- **Zu erledigende Aufgabe**:
Geben Sie aus dem Text zur Synagoge in Malsch den Abschnitt wortgetreu wieder, der mit den Worten „Dieser Beitrag stammt“ einsetzt und nach den Worten „finden Sie hier.“ endet.

- **Text der Seite**:
'''

Malsch

Bereich um den Standort der Synagoge, heute Hauptstr. 26, auf der Badischen Gemarkungskarte (1870-71). Während der Pogrome im November 1938 wurde die Synagoge durch Inbrandsetzung zerstört. [Quelle: Landesarchiv BW, GLAK H-1 Nr. 1127, 2]
Bereich um den Standort der Synagoge, heute Hauptstr. 26, auf der Badischen Gemarkungskarte (1870-71). Während der Pogrome im November 1938 wurde die Synagoge durch Inbrandsetzung zerstört. [Quelle: Landesarchiv BW, GLAK H-1 Nr. 1127, 2]

Dieser Beitrag stammt aus der Studie von Franz Hundsnurscher und Gerhard Taddey, Die jüdischen Gemeinden in Baden. Denkmale, Geschichte, Schicksale, hg. von der Archivdirektion Stuttgart (Veröffentlichungen der Staatlichen Archivverwaltung Baden-Württemberg 19), Stuttgart 1968.

Die Studie wird hier in der Originalfassung als Volltext zugänglich gemacht und separat bebildert. Inhalte und Sprachgebrauch entsprechen dem Stand von 1968. Weitere Informationen zur Entstehung und Einordnung der Studie finden Sie hier.

'''

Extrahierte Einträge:
'''

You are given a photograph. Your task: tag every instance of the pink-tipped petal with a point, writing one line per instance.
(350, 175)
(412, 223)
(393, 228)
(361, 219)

'''
'''

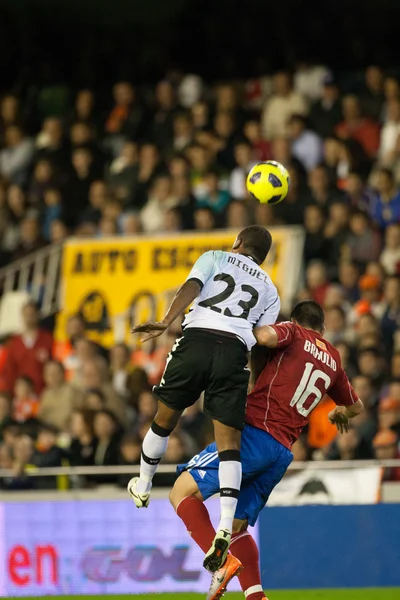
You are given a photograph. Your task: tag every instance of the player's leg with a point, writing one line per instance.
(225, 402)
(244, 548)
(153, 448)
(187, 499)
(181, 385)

'''

- **Ergebnis der Aufgabe**:
Dieser Beitrag stammt aus der Studie von Franz Hundsnurscher und Gerhard Taddey, Die jüdischen Gemeinden in Baden. Denkmale, Geschichte, Schicksale, hg. von der Archivdirektion Stuttgart (Veröffentlichungen der Staatlichen Archivverwaltung Baden-Württemberg 19), Stuttgart 1968.

Die Studie wird hier in der Originalfassung als Volltext zugänglich gemacht und separat bebildert. Inhalte und Sprachgebrauch entsprechen dem Stand von 1968. Weitere Informationen zur Entstehung und Einordnung der Studie finden Sie hier.